November 5, 2008

Booyah

All I can say is, I've never been so content to be so utterly exhausted. I spilled my coffee about six times, almost fell asleep at the keyboard twice and walked into a glass door. With force. But you know what, I felt secure for the first time in eight years. Here's to democracy.

November 3, 2008

Fuzzy bar memories

I saw a man on the bus today that looked so incredibly familiar. For the life of me, I just couldn't place him. And then it hit. I'm pretty sure we had some kind of encounter at a bar, on some random night, within the past 10 years. I thought about approaching him, but can you imagine that conversation? "Hey, random guy. We might have met at bar sometime in the last decade. I don't know what I said, how drunk I was, nor do I remember how the night ended, but how 'bout that number again?"

October 27, 2008

Defriend

Only in this surreal online world can you so bluntly "defriend" someone. I never thought it would happen to me. I also never thought I'd be so hurt. Over the weekend, as I was conducting my regular round of Facebook stalking - I mean, um, catching up with old friends - I hit a roadblock. Much to my dismay, I was no longer friends with someone. The nerve. So what if I broke up with your brother? I think I still deserve access to your wall.

October 23, 2008

High heel race

There are times I think I was not meant to be a girl. Like this morning, when I decided to spice it up and wear sexy boots over my jeans. I left my apartment, barely made it up the stairs, saw a bus approaching and thought, "There is no way in hell I am running to catch that." The drag racers in Dupont wear heels far better than I.

October 21, 2008

Skim and whip

I ordered a pumpkin coffee drink at Caribou today. I asked for it with skim milk. The man behind the counter then said, "No whip?" I replied, in a flirty tone I later regretted, "Oh no, I want the whip." He smirked and I couldn't quite figure out if it was because of my hypocrisy in ordering nonfat milk topped with fatty whipped cream, or if it was because the thought of a whip excited him. A disturbing moment to say the least.

October 20, 2008

Drunk wedding guy

On the shuttle bus back from the wedding I attended last night, I mistakenly decided to sit next to "drunk wedding guy." This wouldn't have been a huge deal, except for the fact that he was also "horny as hell wedding guy." As the shuttle pulled away from the reception, he leaned in, a hand creeping up my leg, and said, "Hey, it's dark." I wondered how many girls he actually gets feel up using that line. I replied, "Hey, you have a girlfriend."

WHAT YOU ARE ASKED TO DO
Continue the dated blog entries above from the end of the "Drunk wedding guy" post.

(Items stored from a collection)
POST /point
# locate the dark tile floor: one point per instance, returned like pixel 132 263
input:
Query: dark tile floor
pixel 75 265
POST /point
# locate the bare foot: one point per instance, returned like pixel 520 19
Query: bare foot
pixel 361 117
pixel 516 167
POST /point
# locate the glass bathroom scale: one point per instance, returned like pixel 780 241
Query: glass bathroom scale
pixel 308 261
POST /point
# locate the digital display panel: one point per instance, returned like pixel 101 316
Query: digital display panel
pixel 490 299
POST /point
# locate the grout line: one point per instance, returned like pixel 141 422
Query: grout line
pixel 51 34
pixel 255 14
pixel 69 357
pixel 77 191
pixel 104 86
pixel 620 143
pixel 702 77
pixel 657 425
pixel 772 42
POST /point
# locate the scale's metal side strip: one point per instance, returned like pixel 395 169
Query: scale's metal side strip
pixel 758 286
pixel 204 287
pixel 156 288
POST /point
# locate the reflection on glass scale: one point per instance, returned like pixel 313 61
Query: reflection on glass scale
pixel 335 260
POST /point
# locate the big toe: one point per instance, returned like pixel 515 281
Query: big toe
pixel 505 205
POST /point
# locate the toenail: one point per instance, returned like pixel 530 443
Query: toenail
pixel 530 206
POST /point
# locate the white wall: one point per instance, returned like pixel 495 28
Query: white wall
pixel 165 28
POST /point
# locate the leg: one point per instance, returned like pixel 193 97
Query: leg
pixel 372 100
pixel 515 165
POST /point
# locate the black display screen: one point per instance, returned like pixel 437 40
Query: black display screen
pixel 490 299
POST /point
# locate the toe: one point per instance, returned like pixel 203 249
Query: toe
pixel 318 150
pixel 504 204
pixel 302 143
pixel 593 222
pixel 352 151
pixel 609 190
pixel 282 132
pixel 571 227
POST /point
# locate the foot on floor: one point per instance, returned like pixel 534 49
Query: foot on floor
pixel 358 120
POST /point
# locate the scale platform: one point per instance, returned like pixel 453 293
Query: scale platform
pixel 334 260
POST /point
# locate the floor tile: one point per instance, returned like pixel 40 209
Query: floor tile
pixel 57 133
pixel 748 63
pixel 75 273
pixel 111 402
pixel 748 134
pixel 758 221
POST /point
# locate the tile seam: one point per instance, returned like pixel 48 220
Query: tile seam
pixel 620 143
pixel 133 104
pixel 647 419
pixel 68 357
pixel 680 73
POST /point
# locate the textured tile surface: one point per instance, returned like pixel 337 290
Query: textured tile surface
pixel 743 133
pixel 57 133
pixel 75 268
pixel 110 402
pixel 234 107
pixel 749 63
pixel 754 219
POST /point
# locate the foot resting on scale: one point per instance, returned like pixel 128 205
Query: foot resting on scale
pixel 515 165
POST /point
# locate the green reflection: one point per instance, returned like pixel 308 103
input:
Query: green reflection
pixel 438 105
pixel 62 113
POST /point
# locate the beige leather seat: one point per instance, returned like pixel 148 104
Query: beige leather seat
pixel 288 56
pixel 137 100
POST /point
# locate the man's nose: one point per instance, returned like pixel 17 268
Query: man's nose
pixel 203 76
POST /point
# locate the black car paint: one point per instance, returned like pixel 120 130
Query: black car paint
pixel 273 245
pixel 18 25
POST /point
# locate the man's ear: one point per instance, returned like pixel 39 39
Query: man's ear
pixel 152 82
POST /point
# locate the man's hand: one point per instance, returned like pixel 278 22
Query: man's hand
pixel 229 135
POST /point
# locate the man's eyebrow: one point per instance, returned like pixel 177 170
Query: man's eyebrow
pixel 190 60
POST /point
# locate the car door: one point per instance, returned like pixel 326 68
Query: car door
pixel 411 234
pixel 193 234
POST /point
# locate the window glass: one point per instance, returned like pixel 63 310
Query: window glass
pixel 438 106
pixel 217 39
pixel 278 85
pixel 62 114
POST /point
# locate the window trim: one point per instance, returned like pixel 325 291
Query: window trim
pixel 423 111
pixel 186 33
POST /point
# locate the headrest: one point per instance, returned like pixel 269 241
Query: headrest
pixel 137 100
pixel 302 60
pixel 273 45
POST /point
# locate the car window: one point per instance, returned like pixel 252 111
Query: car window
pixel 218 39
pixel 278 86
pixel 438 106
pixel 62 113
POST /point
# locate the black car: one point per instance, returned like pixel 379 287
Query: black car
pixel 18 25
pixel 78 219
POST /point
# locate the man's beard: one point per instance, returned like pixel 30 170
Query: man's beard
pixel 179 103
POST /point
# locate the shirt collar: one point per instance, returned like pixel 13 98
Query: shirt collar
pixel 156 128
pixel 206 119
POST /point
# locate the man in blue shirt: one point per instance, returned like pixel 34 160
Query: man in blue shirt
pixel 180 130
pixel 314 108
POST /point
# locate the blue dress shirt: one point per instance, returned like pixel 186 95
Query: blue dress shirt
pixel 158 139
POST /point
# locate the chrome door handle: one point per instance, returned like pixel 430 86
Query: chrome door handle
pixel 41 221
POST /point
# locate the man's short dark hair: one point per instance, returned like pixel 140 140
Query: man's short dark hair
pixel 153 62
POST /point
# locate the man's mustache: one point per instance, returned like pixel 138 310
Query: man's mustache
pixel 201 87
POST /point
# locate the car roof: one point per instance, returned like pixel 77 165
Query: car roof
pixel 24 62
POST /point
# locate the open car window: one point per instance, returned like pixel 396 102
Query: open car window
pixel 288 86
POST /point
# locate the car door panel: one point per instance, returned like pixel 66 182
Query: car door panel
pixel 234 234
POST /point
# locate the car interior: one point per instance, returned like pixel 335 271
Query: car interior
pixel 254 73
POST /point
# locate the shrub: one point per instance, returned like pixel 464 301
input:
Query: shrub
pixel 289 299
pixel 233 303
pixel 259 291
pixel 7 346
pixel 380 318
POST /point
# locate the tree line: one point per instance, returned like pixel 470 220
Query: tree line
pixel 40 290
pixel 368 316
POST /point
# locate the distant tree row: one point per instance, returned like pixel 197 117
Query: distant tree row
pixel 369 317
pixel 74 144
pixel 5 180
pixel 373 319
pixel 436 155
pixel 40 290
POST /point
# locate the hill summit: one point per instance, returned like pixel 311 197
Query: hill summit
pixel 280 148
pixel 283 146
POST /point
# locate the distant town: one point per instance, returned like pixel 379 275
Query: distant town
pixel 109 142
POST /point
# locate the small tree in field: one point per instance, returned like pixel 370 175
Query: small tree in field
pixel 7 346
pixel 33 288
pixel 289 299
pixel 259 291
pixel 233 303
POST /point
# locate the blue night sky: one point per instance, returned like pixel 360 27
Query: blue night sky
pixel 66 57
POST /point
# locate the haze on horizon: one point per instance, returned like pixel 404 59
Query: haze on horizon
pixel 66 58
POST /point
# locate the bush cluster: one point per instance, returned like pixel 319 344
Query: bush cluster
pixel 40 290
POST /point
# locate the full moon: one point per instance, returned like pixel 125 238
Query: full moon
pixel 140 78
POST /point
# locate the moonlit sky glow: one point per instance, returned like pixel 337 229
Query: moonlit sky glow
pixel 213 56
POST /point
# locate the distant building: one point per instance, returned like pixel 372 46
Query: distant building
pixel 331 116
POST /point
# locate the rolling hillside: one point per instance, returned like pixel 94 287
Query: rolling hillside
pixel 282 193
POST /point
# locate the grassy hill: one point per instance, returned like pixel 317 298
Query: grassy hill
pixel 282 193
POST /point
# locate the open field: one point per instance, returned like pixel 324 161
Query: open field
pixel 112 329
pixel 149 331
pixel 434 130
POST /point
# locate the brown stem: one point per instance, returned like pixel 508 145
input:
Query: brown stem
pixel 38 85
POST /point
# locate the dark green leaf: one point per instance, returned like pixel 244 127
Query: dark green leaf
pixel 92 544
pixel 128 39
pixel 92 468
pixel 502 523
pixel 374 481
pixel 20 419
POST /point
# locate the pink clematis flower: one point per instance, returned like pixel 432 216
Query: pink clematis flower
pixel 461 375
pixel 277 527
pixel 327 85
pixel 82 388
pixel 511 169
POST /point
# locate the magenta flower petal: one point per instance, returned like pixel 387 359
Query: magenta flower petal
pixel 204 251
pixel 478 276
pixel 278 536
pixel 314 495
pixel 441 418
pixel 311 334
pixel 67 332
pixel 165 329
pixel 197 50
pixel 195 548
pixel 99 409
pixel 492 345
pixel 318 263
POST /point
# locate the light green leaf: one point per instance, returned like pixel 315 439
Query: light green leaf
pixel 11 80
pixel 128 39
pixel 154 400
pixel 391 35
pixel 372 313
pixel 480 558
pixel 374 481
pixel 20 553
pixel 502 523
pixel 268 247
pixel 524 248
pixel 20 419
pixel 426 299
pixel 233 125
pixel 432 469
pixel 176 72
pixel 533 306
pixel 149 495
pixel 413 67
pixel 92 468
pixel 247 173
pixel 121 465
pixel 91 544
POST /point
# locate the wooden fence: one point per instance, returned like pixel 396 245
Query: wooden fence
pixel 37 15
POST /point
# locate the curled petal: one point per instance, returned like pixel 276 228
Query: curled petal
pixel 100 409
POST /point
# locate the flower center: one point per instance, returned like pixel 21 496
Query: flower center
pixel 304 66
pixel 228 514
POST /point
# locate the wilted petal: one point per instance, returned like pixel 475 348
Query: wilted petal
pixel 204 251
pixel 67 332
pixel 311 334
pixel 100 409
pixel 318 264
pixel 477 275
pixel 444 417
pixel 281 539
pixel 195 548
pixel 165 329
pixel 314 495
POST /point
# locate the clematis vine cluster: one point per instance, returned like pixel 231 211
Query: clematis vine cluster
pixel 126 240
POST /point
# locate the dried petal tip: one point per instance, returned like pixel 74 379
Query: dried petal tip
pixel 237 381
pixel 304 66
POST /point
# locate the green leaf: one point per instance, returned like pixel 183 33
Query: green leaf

RESPONSE TO THIS TASK
October 16, 2008

Doggie bag

I was so tired at one point today that I thought a black plastic bag was a dog. And not just a dog, but a cute little puppy, most likely a black lab. I almost went over to the man carrying the "dog" to say how cute his "dog" was. Then I got a double espresso, and all was well again.

October 14, 2008

Orgy

They are in the process of renovating our gym. This morning, my spin instructor informed the class that they are building a co-ed Turkish bath as part of the renovation. From the back row of bikes, some guy yelled out, "Will that affect the classes?" Now, when she said "co-ed Turkish bath," I'm pretty sure the last thing on my mind was "the classes."

October 13, 2008

Chick flick

Here's a tip. If you're a woman. A single woman. In her late 20's. Who just had a rough couple weeks. A great couple weeks though. You're confused. You're sad. You're aroused. You're every emotion at once. DO NOT. I repeat, DO NOT watch the Sex & the City movie. Alone. In your one bedroom apartment. With ice cream. Period.

September 30, 2008

Throat monster

I've been sick for about three days now, trying to ignore it and go about my business. Well, it finally took over. I went to a clinic, figuring it'd be faster. It was. But the points they gained in speed they lost in bedside manner. You see, I told the doc that I had a fever and that my throat hurt. She leaned in with the throat light, told me to open wide, took one look, and then stepped back suddenly as if there was a monster down there. Then she said, "Oh my."